START Extracted entries

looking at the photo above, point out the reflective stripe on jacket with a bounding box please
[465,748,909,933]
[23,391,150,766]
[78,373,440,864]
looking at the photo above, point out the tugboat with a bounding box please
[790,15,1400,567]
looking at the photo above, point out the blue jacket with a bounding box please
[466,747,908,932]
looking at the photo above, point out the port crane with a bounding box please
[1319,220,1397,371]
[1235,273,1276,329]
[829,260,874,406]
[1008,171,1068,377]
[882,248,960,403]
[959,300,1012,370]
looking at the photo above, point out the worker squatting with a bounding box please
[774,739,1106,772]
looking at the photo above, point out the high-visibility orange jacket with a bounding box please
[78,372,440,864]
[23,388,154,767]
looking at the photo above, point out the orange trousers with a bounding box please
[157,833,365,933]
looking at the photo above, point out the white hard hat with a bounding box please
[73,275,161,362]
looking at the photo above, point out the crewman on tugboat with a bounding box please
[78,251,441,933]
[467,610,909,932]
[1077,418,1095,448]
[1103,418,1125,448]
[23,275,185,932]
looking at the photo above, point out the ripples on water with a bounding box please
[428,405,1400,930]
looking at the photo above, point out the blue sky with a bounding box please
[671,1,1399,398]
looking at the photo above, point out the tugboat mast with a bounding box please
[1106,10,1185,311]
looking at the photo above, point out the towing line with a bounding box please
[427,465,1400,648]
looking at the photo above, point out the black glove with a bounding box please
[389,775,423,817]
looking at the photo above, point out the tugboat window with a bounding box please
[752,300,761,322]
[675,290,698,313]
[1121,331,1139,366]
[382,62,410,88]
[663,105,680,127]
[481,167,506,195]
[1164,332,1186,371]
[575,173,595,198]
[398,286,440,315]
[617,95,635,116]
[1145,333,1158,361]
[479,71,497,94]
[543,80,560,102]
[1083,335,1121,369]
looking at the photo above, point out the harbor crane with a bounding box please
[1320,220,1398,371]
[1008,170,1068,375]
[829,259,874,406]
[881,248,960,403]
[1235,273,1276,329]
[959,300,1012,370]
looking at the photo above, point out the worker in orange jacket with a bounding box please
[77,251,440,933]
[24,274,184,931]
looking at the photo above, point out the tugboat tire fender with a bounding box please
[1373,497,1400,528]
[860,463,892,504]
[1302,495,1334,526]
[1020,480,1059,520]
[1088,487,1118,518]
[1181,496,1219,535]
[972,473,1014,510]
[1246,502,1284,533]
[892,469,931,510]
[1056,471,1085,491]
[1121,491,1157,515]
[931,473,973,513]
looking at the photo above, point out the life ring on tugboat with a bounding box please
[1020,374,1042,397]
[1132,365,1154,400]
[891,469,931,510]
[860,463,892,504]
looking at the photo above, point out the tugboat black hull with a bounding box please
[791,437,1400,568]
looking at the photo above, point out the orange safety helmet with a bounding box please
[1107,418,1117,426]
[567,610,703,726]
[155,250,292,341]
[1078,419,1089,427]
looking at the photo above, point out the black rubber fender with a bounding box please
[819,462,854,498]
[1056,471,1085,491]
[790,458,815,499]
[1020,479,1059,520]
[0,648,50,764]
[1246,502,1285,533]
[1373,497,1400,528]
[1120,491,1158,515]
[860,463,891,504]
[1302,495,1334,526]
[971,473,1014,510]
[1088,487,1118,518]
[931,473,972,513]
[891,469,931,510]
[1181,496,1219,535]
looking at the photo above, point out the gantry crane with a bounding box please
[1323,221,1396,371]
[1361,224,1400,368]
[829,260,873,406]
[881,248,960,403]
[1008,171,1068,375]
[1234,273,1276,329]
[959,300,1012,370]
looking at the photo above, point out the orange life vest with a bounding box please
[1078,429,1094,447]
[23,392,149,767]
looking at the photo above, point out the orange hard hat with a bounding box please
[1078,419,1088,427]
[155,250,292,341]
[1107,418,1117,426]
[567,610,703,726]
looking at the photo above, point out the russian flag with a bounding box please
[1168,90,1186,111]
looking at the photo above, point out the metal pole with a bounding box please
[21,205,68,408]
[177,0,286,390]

END Extracted entries

How to complete this task » Give the listing again in full, and make every line match exactly.

Output for this task »
looking at the photo above, point out the reflective stripe on jacket with a bounding box please
[465,748,909,933]
[23,391,150,766]
[78,373,440,864]
looking at the photo above, point out the tugboat with a bounding box please
[790,15,1400,567]
looking at the photo above, point out the blue jacket with a bounding box please
[466,747,908,932]
looking at the photo above, point out the port crane with a bounding box please
[1319,220,1397,371]
[1235,273,1276,329]
[829,260,874,406]
[1008,171,1068,377]
[882,248,960,403]
[959,300,1012,370]
looking at the photo above, point out the worker squatting with a bounding box please
[774,739,1106,772]
looking at the photo above, point out the high-visibility orange jacket with a bounding box please
[78,372,440,864]
[23,388,154,767]
looking at the photo above, point out the orange trousers with a bounding box please
[157,833,365,933]
looking at the photo above, point out the white hard hat with a bounding box please
[73,275,161,362]
looking at the photo above, point out the crewman on tugboat with a bounding box please
[78,251,441,933]
[467,610,909,932]
[1077,418,1095,448]
[1103,418,1125,448]
[23,275,185,932]
looking at the photo above, point out the ripples on water with a bounding box please
[428,405,1400,930]
looking at the photo above, point out the blue sky with a bounding box please
[671,1,1399,398]
looking at the photo above, point out the tugboat mast with a bounding box please
[1106,10,1185,311]
looking at the photo above, point out the towing line with a bounding box please
[427,465,1400,648]
looking at the photo above, point out the black glove with a bounding box please
[389,775,423,817]
looking at the photo above, point out the tugboat window with a bounding box please
[752,300,761,322]
[675,290,698,313]
[1121,331,1139,366]
[382,62,410,88]
[663,105,680,127]
[481,167,506,195]
[1164,332,1186,371]
[575,173,595,198]
[398,286,440,315]
[617,95,635,116]
[1145,333,1158,361]
[479,71,497,94]
[543,80,560,102]
[1083,335,1121,369]
looking at the photo above, point out the harbor crane with a bounding box please
[1320,220,1398,371]
[1008,170,1068,375]
[829,259,874,406]
[881,248,960,403]
[1235,273,1276,329]
[959,300,1012,370]
looking at the photo above, point out the worker in orange jacket with a bounding box please
[77,251,440,933]
[24,274,184,931]
looking at the photo above, point out the tugboat tire fender with a bounding box please
[1373,497,1400,528]
[860,463,892,504]
[1302,495,1334,526]
[1020,480,1059,520]
[1088,487,1118,518]
[1181,496,1219,535]
[972,473,1014,510]
[1246,502,1284,533]
[892,469,931,510]
[1056,471,1085,491]
[1121,491,1157,515]
[931,473,973,513]
looking at the photo above, point out the life ring on tugboat with a bounding box please
[1020,374,1042,397]
[1132,365,1154,400]
[891,469,931,510]
[860,463,892,504]
looking at the photo above, point out the tugboat black hull with a bounding box please
[791,437,1400,568]
looking at the photo above, point out the orange safety helmet with a bounding box please
[1107,418,1117,426]
[567,610,703,726]
[155,250,292,341]
[1078,419,1089,427]
looking at the photo above, point out the black rubber fender with a bounding box please
[819,462,854,498]
[1056,471,1085,491]
[790,458,815,499]
[1020,479,1059,520]
[0,648,50,764]
[1246,502,1285,533]
[1373,497,1400,528]
[1120,491,1158,515]
[860,463,891,504]
[1302,495,1334,526]
[971,473,1014,510]
[1088,487,1118,518]
[931,473,972,513]
[891,469,931,510]
[1181,496,1219,535]
looking at the photo above, point out the gantry crane with a bounding box please
[1323,221,1396,371]
[1361,224,1400,368]
[829,260,873,406]
[881,248,960,403]
[1008,171,1068,375]
[1234,273,1276,329]
[959,300,1012,370]
looking at the photo above, point out the orange life vest with a bounding box please
[1078,429,1094,447]
[23,392,149,767]
looking at the photo above, point out the orange hard hat with a bounding box please
[1078,419,1088,427]
[155,250,292,341]
[1107,418,1117,426]
[567,610,703,726]
looking at the photo above, point out the russian flag with a bounding box please
[1168,90,1186,111]
looking at the photo above, point out the metal pole with a bounding box please
[21,205,68,408]
[177,0,286,390]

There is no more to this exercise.